▶ Consigne
Prolongez le texte sur le jugement du Juif et du Grec à partir de sa dernière phrase.

▶ Extrait du texte
• • • •
4. Voici la preuve que c’était là son intention et qu’il disposait son discours dans ce but. S’il n’avait pas voulu prouver ce point, il lui suffisait de dire : « Par ta dureté et ton cœur impénitent tu t’amasses un trésor de colère pour le jour de la colère », puis de couper court sur ce sujet, comme étant épuisé. Mais comme il n’avait pas seulement en vue de traiter du jugement dernier, mais de montrer que le Juif n’avait rien de plus que le Grec ; pour que le Juif ne s’enorgueillisse pas, il va plus loin et procède par ordre. Voyez : il a épouvanté l’auditeur, il a fait retentir le terrible jugement, il a dit quel mal c’est de vivre dans le vice ; il a démontré que personne ne pèche par ignorance ni ne restera impuni, et que, pour être différée, la punition n’en viendra pas moins ; maintenant il veut prouver que la doctrine de la toi n’était pas chose absolument indispensable ; que la peine et la récompense dépendent des œuvres, et non de la circoncision ou de l’incirconcision. Donc après avoir dit que le Grec sera certainement puni, et avoir posé ce principe comme avoué, et prouvé par là même qu’il sera aussi récompensé, il démontre que la loi et la circoncision étaient choses superflues.
Ici il combat surtout les Juifs. Cap comme les Juifs étaient trop enclins à discuter, d’abord par orgueil et parce qu’ils ne voulaient point être comptés parmi les gentils, ensuite parce qu’ils se moquaient de ceux qui disaient que la foi efface tous les péchés : L’apôtre attaque d’abord les Grecs, dont il s’agissait en ce moment, afin d’attaquer ensuite les Juifs librement et sans exciter de soupçon ; puis quand il en vient à parler du jugement, il fait voir que non seulement la loi ne sera d’aucune utilité au Juif, mais qu’elle lui sera à charge, et il en a déjà la preuve plus haut. En effet si le Grec est inexcusable de ne s’être pas corrigé sur l’invitation de la nature et de la raison, à plus forte raison le Juif qui a reçu en outre l’enseignement de la loi. Après lui avoir donc fait accepter ce raisonnement pour ce qui regarde les péchés des autres, il le force à l’admettre aussi pour ce qui concerne les siens. Et pour mieux faire agréer son langage, il l’adoucit en disant : « Gloire, honneur et paix à quiconque fait le bien, au Juif d’abord, puis au Grec ». Ici-bas en effet, quelques biens que l’on possède, ils sont accompagnés dé beaucoup de troubles, fût un riche, puissant ou roi ; si l’on n’est point en guerre avec d’autres, on y est au moins avec soi-même, avec ses propres pensées ; mais dans l’autre vie, rien de pareil ; tout est tranquille, exempt de trouble, rempli de la véritable paix.
• • • •
(Entrées d'un ensemble d'annotations par points)
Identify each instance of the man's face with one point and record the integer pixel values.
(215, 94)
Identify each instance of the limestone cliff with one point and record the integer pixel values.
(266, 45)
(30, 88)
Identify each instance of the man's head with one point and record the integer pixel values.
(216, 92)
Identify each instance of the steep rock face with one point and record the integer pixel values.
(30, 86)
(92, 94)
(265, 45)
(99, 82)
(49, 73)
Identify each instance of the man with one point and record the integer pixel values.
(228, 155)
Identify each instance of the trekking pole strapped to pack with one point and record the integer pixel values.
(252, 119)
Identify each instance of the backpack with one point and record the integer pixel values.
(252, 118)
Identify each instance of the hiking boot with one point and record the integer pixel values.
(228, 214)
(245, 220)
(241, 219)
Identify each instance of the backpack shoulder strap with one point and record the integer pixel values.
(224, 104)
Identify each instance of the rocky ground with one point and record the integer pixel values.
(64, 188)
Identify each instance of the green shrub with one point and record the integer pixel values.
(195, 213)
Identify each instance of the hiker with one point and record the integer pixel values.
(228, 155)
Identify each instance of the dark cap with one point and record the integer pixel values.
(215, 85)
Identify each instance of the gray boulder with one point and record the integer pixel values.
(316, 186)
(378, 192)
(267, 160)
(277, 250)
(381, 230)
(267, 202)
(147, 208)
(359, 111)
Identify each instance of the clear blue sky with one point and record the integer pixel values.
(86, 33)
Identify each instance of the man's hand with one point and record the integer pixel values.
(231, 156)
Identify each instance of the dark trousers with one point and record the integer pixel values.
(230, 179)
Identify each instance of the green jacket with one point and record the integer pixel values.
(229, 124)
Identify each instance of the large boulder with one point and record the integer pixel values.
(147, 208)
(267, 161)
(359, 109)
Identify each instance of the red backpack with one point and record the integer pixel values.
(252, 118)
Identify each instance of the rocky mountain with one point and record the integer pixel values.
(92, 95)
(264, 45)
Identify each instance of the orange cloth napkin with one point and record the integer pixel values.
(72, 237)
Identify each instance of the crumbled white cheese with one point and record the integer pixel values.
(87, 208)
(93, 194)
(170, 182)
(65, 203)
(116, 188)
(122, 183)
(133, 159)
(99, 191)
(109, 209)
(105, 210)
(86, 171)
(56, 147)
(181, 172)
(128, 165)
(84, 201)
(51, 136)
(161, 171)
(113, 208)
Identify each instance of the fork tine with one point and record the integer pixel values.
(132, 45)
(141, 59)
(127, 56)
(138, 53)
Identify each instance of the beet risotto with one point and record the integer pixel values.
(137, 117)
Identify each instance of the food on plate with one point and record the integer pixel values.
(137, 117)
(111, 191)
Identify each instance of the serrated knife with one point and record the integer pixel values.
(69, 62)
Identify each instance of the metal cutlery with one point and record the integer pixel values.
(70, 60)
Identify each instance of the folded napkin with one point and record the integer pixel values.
• • • •
▶ Réponse
Après avoir donc prouvé plus haut que ceux qui n’ont pas la loi jouiront des mêmes avantages, il continue son raisonnement en disant « Car Dieu ne fait point acception des personnes (11) ». Quand il dit que le Juif et le Grec seront punis pour avoir péché, il n’a pas besoin de recourir au raisonnement ; mais pour établir que le Grec sera récompensé, il lui faut une preuve. Cela semblait en effet quelque chose d’étonnant, de paradoxal, de dire que celui qui n’avait ni la loi ni les prophètes, serait récompensé pour ses bonnes actions. Aussi, comme je l’ai déjà dit, habitue-t-il d’abord, leurs oreilles à entendre parler des temps qui ont précédé la grâce, afin de les amener plus facilement à sa pensée, à l’aide de la foi. Ici surtout il n’est plus suspect puisqu’il ne parle plus d’après lui-même. Donc, après avoir dit : « Gloire, honneur et paix à quiconque fait le bien, au Juif d’abord, puis au Grec », il ajoute : « Car Dieu ne fait point acception des personnes ».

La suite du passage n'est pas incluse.